Position annotation records:
_ _ _ _

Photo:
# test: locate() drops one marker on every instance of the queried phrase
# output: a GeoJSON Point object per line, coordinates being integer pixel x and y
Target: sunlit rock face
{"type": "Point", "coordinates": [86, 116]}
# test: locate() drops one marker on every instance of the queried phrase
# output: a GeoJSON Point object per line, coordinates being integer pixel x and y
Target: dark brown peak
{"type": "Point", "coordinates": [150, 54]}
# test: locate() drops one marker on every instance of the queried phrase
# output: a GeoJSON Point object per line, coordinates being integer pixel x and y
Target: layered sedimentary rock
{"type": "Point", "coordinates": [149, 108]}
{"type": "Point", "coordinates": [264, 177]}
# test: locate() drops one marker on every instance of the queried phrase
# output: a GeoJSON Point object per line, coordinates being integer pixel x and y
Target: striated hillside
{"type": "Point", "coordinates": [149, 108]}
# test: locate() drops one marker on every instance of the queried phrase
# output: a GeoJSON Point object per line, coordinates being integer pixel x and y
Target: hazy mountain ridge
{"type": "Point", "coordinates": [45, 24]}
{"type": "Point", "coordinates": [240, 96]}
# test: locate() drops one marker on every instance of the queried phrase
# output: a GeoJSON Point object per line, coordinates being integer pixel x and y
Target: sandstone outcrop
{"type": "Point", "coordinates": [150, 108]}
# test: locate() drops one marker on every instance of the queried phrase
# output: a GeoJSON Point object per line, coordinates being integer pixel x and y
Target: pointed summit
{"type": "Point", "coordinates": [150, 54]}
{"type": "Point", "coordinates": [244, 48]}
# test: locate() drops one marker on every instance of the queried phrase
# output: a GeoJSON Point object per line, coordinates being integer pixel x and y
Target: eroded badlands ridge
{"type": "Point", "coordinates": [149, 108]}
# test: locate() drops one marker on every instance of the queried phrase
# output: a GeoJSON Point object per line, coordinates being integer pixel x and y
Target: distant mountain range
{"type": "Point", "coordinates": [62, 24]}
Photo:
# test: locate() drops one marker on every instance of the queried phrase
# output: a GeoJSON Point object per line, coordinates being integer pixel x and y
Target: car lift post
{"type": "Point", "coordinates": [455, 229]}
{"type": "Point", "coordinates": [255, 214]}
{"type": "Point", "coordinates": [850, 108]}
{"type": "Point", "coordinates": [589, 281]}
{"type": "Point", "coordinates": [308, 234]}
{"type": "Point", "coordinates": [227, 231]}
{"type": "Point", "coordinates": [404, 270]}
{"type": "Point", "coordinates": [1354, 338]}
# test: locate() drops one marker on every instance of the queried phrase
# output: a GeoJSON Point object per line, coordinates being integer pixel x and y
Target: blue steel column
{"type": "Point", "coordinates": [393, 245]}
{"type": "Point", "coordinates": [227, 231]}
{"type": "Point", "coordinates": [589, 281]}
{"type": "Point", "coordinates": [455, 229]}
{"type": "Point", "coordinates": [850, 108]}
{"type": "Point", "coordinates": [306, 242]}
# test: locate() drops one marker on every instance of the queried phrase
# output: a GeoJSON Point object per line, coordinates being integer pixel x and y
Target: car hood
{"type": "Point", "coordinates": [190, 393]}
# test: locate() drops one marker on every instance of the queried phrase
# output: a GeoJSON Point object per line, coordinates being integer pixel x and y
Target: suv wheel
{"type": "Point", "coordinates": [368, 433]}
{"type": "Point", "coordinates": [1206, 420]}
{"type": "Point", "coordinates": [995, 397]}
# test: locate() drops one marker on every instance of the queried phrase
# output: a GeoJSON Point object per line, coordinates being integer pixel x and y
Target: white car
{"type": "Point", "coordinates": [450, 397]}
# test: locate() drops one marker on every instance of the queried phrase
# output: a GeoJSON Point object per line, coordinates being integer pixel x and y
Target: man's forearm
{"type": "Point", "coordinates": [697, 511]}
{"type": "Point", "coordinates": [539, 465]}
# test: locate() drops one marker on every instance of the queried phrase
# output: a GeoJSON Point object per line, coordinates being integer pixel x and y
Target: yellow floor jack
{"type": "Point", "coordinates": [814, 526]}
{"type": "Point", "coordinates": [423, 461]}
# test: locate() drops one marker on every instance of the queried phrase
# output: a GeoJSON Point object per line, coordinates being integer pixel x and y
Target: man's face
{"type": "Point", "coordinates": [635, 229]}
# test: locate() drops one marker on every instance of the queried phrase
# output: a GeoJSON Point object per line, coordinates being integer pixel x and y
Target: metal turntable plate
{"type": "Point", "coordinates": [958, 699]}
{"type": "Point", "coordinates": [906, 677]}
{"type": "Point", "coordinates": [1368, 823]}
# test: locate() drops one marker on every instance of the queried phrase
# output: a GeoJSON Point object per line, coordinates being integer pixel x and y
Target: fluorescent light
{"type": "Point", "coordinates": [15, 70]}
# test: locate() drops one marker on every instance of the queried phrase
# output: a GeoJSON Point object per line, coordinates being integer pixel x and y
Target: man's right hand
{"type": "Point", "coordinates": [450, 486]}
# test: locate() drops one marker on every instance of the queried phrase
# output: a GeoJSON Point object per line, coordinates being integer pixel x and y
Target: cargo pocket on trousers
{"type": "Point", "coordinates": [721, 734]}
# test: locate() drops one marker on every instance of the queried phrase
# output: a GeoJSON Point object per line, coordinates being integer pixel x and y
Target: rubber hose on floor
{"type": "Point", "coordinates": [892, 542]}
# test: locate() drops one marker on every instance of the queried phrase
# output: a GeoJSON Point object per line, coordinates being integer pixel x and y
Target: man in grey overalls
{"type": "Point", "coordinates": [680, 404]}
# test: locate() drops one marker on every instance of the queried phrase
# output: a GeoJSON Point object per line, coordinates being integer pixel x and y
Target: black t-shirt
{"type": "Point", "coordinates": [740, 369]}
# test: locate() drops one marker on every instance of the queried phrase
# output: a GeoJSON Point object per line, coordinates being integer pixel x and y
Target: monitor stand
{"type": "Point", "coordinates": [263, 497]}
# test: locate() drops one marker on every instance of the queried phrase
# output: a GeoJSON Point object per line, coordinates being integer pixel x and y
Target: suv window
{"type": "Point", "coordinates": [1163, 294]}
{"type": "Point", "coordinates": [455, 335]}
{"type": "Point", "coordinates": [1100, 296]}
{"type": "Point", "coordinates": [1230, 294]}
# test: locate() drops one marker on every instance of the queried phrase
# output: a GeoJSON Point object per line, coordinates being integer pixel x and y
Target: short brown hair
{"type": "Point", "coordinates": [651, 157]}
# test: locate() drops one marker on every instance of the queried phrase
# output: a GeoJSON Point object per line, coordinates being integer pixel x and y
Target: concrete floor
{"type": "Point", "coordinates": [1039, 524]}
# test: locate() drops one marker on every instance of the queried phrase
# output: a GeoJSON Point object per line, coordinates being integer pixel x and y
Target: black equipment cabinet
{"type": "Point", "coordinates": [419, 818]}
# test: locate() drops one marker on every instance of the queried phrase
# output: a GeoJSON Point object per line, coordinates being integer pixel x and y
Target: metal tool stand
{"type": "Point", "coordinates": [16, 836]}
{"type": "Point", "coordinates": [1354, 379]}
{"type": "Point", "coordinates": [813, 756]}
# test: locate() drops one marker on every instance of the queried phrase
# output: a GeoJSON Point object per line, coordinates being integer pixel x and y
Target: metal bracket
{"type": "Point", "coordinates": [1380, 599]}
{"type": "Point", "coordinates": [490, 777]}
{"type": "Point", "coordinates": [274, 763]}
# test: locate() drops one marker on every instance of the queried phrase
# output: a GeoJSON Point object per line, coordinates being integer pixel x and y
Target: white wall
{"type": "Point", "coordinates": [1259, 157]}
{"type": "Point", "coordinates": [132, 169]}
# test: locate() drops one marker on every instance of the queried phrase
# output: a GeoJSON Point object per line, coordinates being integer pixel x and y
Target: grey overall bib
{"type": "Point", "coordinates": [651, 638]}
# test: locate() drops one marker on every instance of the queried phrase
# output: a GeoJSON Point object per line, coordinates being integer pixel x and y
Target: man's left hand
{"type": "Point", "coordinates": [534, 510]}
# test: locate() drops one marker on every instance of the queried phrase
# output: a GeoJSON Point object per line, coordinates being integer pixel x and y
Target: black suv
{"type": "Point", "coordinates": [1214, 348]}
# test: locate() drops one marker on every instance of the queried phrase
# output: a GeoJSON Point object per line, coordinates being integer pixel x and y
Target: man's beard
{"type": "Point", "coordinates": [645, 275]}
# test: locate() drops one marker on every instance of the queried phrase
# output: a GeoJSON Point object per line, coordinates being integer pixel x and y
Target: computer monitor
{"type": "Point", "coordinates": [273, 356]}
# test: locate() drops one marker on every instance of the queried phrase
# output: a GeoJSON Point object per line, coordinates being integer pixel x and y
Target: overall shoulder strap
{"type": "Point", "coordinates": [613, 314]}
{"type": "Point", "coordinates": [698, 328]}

_ _ _ _

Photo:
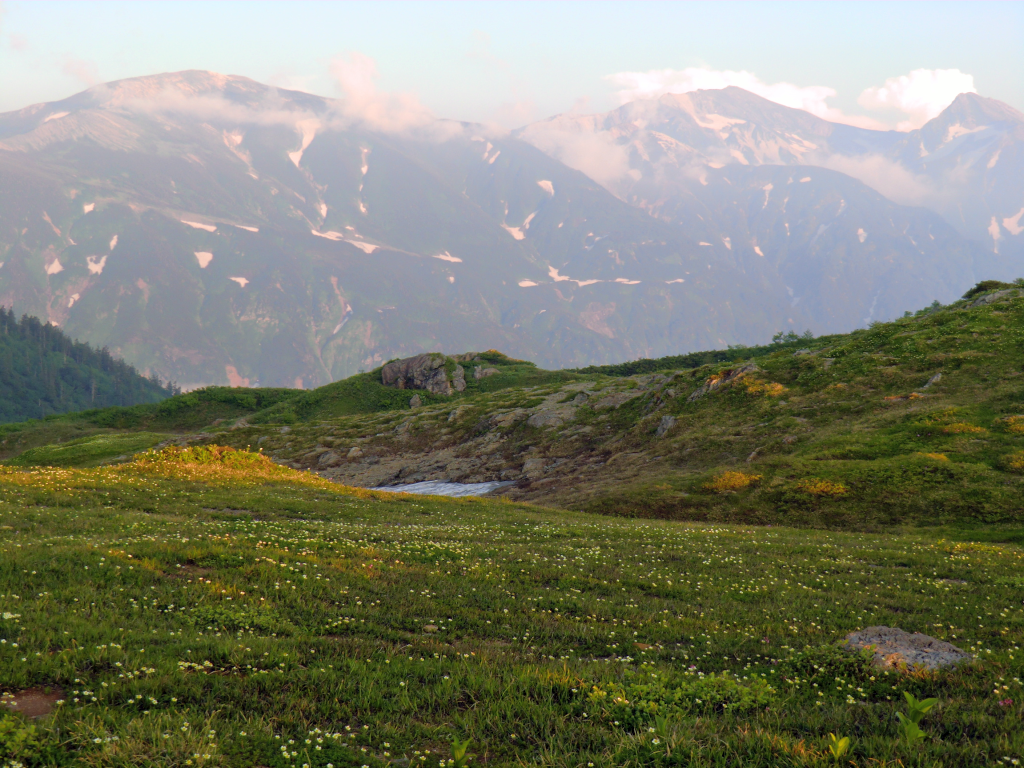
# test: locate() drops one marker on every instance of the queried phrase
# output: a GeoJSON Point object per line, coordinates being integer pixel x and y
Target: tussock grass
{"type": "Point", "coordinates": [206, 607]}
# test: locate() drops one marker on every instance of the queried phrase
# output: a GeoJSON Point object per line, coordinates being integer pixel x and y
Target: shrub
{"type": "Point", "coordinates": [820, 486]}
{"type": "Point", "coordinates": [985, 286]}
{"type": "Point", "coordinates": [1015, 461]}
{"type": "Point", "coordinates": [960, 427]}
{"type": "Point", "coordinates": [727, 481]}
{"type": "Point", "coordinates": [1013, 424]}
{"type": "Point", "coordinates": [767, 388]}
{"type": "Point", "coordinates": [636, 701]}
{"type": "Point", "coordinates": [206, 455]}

_ _ _ _

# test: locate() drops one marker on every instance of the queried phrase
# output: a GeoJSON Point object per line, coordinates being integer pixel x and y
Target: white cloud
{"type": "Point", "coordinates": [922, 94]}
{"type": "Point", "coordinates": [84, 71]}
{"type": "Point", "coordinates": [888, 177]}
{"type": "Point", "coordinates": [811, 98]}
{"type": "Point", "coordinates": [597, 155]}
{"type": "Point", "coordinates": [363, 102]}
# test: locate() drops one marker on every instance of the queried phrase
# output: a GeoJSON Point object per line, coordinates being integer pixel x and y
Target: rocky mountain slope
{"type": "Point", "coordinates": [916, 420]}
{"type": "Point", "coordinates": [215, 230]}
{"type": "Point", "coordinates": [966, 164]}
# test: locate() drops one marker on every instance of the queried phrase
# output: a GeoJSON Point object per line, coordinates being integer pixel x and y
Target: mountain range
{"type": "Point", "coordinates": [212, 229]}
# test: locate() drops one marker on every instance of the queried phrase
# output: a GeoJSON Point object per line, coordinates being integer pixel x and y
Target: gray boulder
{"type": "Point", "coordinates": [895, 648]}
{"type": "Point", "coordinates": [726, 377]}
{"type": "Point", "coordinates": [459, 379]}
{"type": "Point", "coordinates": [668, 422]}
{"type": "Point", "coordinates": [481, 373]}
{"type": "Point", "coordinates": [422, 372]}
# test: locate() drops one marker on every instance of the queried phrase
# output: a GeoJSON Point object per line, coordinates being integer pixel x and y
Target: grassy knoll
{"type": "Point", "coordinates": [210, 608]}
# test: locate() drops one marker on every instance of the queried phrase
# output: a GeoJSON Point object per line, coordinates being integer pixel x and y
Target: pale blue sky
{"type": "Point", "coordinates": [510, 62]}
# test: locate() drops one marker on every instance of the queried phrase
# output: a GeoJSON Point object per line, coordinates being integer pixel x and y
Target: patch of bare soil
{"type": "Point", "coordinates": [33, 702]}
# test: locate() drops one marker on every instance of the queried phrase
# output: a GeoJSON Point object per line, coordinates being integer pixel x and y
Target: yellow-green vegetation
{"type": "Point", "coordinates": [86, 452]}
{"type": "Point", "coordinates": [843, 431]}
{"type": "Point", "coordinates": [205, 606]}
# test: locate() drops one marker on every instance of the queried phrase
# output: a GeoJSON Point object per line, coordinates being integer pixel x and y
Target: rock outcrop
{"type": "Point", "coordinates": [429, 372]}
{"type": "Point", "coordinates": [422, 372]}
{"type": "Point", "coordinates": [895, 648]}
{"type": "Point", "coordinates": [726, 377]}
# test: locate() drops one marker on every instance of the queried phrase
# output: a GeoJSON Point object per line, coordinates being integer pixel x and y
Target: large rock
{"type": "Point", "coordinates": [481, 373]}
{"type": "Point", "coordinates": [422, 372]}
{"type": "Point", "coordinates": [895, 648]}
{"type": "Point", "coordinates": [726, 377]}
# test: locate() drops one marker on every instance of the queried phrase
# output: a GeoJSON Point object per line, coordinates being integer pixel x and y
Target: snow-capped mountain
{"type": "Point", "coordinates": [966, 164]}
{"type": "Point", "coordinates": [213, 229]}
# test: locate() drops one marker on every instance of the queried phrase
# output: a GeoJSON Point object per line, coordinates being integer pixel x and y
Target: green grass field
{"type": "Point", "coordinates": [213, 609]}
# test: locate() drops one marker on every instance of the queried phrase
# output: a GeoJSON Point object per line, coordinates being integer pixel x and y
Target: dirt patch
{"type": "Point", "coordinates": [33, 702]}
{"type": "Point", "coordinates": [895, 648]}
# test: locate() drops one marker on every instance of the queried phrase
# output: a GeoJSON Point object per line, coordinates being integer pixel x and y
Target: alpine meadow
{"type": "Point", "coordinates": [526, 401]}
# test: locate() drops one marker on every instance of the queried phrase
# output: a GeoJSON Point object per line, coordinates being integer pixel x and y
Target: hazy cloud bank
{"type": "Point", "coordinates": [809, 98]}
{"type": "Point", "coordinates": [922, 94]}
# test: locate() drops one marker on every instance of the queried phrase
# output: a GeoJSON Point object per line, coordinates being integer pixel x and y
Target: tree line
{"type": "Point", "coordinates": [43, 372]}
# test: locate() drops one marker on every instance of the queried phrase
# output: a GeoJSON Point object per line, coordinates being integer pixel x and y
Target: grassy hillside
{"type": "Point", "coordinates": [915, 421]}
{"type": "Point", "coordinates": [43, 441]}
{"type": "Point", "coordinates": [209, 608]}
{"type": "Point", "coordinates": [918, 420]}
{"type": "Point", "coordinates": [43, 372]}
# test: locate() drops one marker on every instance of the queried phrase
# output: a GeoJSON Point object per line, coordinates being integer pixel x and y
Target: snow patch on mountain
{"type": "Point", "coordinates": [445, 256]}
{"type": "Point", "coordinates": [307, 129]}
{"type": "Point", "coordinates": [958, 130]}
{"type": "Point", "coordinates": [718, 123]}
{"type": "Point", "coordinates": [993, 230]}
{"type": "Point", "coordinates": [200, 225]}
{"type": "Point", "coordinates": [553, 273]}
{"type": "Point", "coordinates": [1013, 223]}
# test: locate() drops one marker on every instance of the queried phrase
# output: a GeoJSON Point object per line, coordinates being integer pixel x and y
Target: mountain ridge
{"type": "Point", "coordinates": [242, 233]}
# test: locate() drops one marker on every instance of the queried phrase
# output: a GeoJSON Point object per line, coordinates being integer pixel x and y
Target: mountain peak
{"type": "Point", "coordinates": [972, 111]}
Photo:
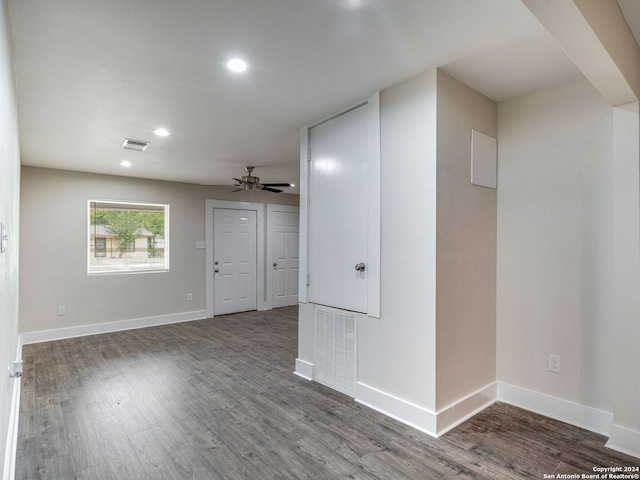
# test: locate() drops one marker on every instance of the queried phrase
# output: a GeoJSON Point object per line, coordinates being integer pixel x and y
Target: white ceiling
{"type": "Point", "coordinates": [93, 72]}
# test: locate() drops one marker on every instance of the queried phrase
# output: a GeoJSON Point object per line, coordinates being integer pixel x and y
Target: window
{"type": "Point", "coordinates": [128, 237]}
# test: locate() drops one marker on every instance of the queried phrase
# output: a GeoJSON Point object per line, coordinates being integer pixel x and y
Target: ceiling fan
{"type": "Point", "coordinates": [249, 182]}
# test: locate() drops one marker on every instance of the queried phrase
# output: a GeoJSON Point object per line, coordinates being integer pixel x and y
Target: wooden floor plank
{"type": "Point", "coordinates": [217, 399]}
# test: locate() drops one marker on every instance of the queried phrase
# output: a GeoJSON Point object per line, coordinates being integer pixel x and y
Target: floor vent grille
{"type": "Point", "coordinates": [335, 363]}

_ _ _ _

▶ **Given exercise**
Which lines in the items above contain the word "cloud"? Pick out each of them and copy it.

▶ **Finished answer**
Target: white cloud
Target: hazy cloud bank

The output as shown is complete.